#### The input
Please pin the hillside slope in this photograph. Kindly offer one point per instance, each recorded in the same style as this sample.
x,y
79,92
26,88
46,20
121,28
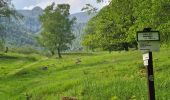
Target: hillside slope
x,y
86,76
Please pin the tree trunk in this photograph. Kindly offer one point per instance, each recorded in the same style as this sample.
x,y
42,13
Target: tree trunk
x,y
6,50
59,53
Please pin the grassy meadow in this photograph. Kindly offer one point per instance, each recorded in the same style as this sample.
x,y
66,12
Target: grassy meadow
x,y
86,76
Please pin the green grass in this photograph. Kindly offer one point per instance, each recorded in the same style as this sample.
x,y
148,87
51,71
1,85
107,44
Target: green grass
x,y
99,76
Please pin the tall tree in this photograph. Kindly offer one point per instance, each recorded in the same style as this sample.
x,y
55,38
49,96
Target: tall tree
########
## What is being asked:
Each record needs to be reproduced exactly, and no image should be carried over.

## Output of the task:
Please pin the hillside slope in this photograph. Kindly offer one point per instance, each recorded in the same style as this sample.
x,y
79,92
26,88
46,20
121,28
Target: hillside slope
x,y
86,76
Please pin the tree trunk in this photograph. Kindly offer one point per instance, each recorded in the same style as this sample.
x,y
42,13
Target: tree trunk
x,y
6,50
59,53
Please pin the grassy meadow in this photograph. Kindly offer one point per instance, each recorded in the same style as this sample.
x,y
66,12
Target: grassy meadow
x,y
86,76
Please pin the green grass in this photograph. Kindly offer one point per instance, each recorded in the same style as this sample.
x,y
148,87
51,71
1,85
107,44
Target: green grass
x,y
99,76
Please pin the tall tree in this photograph. Kindly offer one point per instance, each recorded in the same style as this sample.
x,y
55,38
49,96
Target: tall tree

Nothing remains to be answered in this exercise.